WHAT IS BEING ASKED - Give the following records again in full and without alteration.

╔══

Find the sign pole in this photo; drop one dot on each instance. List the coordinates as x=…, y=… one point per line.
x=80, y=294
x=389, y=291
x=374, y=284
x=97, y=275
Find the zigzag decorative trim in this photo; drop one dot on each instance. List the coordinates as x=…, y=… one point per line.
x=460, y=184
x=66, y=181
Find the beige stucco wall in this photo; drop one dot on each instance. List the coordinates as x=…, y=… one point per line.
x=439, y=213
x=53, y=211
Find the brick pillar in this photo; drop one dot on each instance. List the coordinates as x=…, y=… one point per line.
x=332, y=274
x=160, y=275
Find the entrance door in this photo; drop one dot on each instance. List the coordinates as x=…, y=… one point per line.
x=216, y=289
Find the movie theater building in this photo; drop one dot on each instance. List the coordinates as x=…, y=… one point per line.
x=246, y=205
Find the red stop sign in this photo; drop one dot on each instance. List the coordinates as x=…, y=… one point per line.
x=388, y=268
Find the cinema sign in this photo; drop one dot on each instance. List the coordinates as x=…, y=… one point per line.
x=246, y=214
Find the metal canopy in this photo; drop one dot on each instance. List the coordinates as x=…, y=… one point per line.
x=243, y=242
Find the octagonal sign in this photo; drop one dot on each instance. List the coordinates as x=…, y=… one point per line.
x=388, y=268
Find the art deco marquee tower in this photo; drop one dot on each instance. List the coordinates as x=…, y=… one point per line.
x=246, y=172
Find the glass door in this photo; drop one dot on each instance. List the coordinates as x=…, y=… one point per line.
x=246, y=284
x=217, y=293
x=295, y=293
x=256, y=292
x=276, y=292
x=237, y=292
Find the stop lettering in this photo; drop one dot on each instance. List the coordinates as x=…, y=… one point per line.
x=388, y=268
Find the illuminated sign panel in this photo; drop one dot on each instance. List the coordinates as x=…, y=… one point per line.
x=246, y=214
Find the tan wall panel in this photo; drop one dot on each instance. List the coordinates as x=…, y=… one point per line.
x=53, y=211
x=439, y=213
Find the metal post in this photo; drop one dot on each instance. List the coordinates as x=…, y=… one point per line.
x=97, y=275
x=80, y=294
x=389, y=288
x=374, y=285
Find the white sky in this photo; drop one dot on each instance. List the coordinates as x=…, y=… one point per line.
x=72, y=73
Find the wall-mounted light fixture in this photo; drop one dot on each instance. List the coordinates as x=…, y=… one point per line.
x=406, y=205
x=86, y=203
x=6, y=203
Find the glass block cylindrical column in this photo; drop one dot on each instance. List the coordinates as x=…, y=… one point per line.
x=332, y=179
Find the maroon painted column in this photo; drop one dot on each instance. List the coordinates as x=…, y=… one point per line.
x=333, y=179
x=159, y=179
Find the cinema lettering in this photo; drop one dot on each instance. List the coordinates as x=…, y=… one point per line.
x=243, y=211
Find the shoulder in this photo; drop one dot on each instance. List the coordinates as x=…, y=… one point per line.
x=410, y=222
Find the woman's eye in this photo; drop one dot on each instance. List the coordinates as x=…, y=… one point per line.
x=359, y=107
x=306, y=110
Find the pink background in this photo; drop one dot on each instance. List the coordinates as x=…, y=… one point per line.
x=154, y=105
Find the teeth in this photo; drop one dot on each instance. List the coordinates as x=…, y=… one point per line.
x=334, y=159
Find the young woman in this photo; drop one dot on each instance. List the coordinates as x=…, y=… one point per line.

╚══

RESULT BELOW -
Find the sign pole in this photo; drop one dot on each instance. List the coordinates as x=…, y=… one point per line.
x=80, y=294
x=389, y=291
x=374, y=284
x=97, y=275
Find the zigzag decorative trim in this photo; drop one dot on each instance. List the coordinates as x=…, y=… one point per line.
x=460, y=184
x=66, y=181
Find the beige stucco wall in this photo; drop one dot on each instance. List the coordinates as x=…, y=… one point per line.
x=439, y=213
x=53, y=211
Find the brick pillar in this photo; drop one dot on each instance. List the coordinates as x=…, y=… one point per line.
x=332, y=274
x=160, y=275
Find the entrance door in this photo; drop one dot on each instance. List the coordinates as x=…, y=… one point per line.
x=216, y=289
Find the movie theater building in this photo; drop one dot on each instance. List the coordinates as x=…, y=… one point per line.
x=246, y=205
Find the red stop sign in this photo; drop one dot on each instance. List the coordinates as x=…, y=… one point per line.
x=388, y=268
Find the cinema sign in this photo; drop one dot on each instance. List the coordinates as x=…, y=… one point per line.
x=246, y=214
Find the metal canopy in this photo; drop one dot on each instance. List the coordinates as x=…, y=… one point per line.
x=243, y=242
Find the octagonal sign in this photo; drop one dot on each instance. List the coordinates as x=…, y=… one point per line.
x=388, y=268
Find the art deco marquee tower in this photo; drop one dot on each instance. List the coordinates as x=…, y=… one point per line.
x=246, y=172
Find the glass door in this photo; drop one dot on each instance. List the coordinates as x=…, y=… one point per line.
x=246, y=284
x=217, y=293
x=295, y=293
x=256, y=292
x=276, y=292
x=237, y=292
Find the stop lettering in this photo; drop one dot on each instance. List the coordinates as x=…, y=… one point per line.
x=388, y=268
Find the illuminated sign panel in this photo; drop one dot on each instance. List the coordinates as x=…, y=… one point per line.
x=246, y=214
Find the tan wall panel in this photo; drop one dot on each instance. List the coordinates as x=…, y=… one point per line.
x=53, y=211
x=439, y=213
Find the metal post in this photo; drop one dot on each instance. List the coordinates as x=…, y=… one point per line.
x=97, y=275
x=80, y=294
x=389, y=288
x=374, y=285
Find the white sky in this photo; drop one dot on each instance. List the coordinates as x=…, y=… one point per line.
x=72, y=73
Find the wall-mounted light fixture in this photo; drop one dot on each instance. List the coordinates as x=…, y=… one point per line.
x=406, y=205
x=86, y=203
x=6, y=203
Find the glass block cylindrical column in this photo; drop one dot on each instance. List the coordinates as x=…, y=… one point per line.
x=332, y=179
Find the maroon painted column in this photo; drop one dot on each instance. List the coordinates as x=…, y=… one point per line.
x=333, y=179
x=159, y=179
Find the cinema lettering in this photo; drop one dot on each instance. List the coordinates as x=…, y=… one point per line.
x=243, y=211
Find the shoulder in this photo; drop one dot on each instance. List the coordinates as x=…, y=… one point per line.
x=410, y=222
Find the woman's eye in this photo; drop one dot on each instance. List the coordinates as x=…, y=… one point per line.
x=359, y=107
x=306, y=110
Find the pink background in this photo; drop one dot on each instance. List the coordinates as x=…, y=… one point per line.
x=154, y=105
Find the teeth in this photo; drop one dot on each instance. List the coordinates as x=…, y=… one point per line.
x=334, y=159
Find the young woman in this photo; drop one dot on each instance. List the coordinates as x=…, y=… one point per line.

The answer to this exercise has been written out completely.